[BEGIN]
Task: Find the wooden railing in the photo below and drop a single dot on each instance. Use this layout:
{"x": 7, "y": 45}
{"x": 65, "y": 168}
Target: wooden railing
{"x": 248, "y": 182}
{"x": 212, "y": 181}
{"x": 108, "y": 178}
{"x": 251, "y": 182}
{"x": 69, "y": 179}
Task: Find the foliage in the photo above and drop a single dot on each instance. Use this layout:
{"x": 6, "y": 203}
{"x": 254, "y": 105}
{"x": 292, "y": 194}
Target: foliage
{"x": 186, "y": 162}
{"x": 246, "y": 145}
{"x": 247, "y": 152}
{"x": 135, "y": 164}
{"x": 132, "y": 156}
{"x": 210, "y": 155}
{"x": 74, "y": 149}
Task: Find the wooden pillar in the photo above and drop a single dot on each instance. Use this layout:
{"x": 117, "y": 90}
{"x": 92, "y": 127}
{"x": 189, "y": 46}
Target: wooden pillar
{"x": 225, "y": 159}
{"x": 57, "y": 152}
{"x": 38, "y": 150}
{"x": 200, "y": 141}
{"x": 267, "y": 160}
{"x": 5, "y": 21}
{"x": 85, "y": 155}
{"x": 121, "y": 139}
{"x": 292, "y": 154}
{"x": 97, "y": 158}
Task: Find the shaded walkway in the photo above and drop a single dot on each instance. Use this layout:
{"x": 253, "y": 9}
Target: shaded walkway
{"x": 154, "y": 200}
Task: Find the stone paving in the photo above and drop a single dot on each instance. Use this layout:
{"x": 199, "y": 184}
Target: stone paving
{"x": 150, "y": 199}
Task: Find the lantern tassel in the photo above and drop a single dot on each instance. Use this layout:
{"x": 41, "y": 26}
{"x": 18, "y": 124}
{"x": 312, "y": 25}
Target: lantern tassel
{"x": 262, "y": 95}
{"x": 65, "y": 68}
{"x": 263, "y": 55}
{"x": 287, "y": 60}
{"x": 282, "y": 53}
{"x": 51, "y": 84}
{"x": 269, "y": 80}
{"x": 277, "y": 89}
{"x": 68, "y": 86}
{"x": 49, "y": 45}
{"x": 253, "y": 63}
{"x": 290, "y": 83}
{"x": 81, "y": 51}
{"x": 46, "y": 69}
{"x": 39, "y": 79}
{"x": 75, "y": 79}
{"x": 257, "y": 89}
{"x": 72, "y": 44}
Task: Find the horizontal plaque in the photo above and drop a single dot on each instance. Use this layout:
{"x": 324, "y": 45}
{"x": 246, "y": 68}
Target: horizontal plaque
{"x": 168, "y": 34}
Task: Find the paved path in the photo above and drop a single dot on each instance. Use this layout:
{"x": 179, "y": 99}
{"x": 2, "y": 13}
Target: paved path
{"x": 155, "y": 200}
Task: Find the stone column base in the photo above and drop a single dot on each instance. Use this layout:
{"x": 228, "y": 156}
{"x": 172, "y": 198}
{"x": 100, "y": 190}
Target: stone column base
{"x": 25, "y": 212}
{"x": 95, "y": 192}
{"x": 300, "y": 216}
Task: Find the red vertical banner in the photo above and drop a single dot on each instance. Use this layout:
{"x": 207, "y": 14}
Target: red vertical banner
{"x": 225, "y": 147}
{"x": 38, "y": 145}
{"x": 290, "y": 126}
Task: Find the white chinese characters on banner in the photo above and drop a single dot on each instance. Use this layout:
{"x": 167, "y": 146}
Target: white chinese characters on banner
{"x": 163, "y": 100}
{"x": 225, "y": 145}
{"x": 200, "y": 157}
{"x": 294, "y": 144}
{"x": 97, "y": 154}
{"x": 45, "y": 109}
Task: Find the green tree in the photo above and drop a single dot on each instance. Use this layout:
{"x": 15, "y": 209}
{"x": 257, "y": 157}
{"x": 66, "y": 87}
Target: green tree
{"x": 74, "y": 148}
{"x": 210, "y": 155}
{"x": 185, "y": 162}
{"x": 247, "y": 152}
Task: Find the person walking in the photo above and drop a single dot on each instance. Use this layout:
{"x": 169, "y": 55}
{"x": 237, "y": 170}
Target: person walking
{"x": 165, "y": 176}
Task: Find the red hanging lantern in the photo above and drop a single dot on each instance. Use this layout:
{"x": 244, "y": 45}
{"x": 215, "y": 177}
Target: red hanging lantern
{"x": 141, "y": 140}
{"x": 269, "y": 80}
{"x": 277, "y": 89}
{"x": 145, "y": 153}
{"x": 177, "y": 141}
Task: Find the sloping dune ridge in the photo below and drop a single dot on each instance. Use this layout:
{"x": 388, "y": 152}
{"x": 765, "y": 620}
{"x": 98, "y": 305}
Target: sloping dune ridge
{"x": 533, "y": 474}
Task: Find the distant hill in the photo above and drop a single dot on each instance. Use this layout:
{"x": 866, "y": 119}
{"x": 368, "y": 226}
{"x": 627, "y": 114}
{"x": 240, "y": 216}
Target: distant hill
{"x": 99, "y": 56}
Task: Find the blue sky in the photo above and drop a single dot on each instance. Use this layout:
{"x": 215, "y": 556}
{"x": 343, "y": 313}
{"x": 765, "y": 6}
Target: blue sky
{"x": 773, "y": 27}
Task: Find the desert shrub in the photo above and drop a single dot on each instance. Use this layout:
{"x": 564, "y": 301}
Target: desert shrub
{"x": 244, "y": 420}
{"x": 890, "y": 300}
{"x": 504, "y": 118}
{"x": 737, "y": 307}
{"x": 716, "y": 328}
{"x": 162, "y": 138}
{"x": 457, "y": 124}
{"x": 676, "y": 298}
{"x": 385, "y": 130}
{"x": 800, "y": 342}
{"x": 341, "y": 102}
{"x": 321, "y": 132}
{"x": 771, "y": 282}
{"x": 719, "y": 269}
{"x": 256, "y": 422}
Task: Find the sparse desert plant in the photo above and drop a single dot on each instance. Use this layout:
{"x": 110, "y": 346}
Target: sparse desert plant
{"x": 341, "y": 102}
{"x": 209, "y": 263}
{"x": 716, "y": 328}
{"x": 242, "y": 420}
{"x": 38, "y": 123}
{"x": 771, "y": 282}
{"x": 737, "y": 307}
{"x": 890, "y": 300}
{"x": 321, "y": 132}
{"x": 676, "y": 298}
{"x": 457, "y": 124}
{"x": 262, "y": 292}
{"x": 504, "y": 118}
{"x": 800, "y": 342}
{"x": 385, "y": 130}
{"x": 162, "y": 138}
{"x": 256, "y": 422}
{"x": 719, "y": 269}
[END]
[BEGIN]
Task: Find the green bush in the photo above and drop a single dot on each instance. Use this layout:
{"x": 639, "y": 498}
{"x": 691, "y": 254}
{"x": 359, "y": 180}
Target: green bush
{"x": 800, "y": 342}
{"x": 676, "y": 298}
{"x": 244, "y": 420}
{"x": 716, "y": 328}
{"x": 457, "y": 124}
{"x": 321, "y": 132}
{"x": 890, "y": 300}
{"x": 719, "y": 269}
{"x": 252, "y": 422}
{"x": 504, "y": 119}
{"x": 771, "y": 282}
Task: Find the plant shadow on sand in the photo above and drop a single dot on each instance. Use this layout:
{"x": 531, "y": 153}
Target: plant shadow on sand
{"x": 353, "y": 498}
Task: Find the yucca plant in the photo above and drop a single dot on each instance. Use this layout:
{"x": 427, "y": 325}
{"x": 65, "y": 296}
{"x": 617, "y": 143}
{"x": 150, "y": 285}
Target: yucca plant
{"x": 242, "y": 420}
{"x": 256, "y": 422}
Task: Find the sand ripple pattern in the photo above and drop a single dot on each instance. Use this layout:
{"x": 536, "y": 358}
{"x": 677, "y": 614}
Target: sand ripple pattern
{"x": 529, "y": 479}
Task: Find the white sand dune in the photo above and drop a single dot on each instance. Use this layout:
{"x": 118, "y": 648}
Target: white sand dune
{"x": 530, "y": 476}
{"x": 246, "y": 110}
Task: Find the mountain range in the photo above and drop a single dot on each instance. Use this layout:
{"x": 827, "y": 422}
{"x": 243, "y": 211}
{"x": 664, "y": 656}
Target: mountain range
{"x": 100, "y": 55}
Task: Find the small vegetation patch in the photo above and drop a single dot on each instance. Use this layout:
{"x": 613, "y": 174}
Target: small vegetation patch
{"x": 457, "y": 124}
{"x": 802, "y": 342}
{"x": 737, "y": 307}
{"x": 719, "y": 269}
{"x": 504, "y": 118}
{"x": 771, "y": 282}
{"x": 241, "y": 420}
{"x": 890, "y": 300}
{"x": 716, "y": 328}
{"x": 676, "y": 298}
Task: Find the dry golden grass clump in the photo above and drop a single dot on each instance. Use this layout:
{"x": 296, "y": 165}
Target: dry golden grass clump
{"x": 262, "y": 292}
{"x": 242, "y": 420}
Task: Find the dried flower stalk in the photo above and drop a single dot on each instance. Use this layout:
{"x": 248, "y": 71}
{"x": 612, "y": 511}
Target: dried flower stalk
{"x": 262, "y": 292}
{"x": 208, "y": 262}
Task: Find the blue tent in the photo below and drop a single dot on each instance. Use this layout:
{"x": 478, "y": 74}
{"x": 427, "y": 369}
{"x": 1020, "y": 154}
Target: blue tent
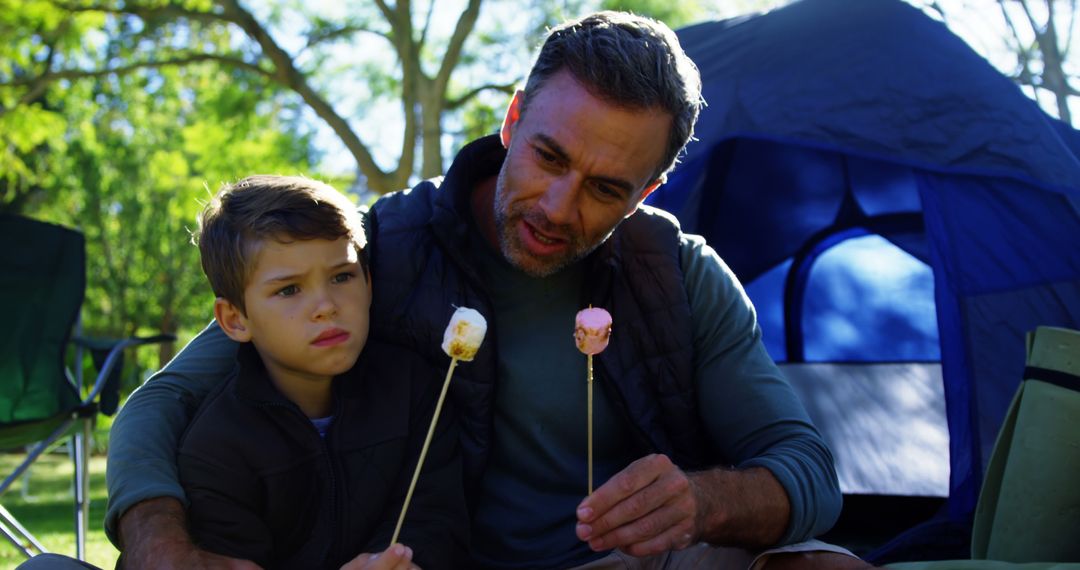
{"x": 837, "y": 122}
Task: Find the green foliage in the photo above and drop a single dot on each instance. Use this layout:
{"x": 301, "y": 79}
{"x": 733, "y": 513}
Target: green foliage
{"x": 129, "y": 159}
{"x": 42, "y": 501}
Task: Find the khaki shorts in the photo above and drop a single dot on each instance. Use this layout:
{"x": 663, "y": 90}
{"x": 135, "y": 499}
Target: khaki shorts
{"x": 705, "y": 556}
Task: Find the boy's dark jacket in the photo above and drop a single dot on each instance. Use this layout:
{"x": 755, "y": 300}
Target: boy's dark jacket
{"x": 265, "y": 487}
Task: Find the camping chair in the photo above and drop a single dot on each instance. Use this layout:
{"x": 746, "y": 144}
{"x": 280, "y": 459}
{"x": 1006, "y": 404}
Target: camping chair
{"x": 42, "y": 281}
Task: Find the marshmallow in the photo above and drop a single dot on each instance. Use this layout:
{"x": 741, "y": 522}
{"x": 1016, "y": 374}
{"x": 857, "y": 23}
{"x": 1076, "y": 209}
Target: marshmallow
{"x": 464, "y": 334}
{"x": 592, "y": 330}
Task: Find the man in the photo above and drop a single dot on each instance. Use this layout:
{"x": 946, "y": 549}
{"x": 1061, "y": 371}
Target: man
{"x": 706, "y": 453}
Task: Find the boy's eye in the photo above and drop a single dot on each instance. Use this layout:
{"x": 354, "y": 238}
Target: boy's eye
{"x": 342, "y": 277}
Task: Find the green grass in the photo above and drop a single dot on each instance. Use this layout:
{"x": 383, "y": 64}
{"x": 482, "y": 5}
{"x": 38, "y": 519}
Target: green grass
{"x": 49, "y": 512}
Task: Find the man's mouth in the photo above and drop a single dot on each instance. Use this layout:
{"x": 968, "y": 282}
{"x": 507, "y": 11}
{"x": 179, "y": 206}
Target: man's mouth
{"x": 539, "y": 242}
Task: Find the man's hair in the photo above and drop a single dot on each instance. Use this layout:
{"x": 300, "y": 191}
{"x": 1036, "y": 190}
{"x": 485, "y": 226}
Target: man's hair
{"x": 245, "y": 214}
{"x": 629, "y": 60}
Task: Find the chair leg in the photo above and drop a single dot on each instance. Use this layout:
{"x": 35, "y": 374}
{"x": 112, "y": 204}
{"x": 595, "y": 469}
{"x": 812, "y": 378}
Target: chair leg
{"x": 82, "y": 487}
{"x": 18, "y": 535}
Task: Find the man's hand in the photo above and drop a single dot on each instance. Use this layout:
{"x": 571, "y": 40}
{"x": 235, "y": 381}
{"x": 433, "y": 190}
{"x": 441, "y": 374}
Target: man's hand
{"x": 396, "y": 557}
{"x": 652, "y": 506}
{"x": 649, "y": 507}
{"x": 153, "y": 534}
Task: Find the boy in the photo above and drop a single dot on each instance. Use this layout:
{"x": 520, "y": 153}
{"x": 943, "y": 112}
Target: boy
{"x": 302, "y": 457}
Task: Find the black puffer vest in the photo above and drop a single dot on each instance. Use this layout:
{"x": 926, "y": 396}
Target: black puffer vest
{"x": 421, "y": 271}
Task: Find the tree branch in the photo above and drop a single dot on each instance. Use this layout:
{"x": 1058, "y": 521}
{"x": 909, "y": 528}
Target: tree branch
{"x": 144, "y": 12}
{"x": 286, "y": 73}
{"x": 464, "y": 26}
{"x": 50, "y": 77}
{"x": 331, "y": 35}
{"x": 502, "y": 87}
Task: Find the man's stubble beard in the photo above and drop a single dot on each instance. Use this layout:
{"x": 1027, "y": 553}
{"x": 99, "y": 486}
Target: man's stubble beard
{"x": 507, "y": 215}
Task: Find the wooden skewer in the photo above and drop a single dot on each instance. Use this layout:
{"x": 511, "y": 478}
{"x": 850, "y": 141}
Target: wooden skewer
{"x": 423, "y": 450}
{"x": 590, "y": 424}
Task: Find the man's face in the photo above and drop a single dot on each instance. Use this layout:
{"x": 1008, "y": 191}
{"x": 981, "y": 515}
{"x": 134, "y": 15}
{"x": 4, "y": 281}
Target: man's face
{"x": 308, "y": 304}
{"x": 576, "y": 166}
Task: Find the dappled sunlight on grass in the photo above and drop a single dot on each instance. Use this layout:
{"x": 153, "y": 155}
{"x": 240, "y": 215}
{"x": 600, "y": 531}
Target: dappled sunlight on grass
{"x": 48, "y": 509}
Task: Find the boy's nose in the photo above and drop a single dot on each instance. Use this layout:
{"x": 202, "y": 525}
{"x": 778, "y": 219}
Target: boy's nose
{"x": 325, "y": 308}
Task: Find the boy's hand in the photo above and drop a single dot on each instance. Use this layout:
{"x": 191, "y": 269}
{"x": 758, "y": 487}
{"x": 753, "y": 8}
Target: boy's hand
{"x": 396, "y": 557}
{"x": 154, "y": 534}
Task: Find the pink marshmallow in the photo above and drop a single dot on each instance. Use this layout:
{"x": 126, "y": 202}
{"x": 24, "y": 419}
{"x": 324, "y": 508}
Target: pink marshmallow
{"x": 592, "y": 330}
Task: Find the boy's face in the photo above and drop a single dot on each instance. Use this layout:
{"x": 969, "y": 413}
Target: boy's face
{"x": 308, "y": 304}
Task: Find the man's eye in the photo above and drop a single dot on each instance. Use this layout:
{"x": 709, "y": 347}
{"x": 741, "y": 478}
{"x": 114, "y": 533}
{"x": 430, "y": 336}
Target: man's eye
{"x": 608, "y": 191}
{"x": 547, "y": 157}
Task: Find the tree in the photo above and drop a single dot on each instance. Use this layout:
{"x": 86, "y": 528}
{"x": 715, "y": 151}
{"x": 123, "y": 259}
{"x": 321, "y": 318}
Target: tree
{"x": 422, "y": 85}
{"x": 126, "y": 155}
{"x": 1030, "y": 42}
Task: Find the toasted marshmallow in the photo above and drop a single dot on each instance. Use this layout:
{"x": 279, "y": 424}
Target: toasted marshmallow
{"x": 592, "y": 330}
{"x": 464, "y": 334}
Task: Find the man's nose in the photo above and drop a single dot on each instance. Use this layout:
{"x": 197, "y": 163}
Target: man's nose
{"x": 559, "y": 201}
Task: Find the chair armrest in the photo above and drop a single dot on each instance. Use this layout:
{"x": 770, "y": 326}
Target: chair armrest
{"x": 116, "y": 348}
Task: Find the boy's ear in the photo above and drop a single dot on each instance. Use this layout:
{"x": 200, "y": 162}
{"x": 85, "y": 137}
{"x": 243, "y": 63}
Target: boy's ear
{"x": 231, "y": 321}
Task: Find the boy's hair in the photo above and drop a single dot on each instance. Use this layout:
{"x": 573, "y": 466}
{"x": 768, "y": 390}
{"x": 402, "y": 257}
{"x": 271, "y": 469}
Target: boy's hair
[END]
- TASK DETAILS
List every row above that contains the word "clump", copying each one in full.

- RESPONSE FOR THIS EXERCISE
Task: Find the dry golden grass clump in the photo above and drop a single dot on each instance. Use this layout:
Target: dry golden grass clump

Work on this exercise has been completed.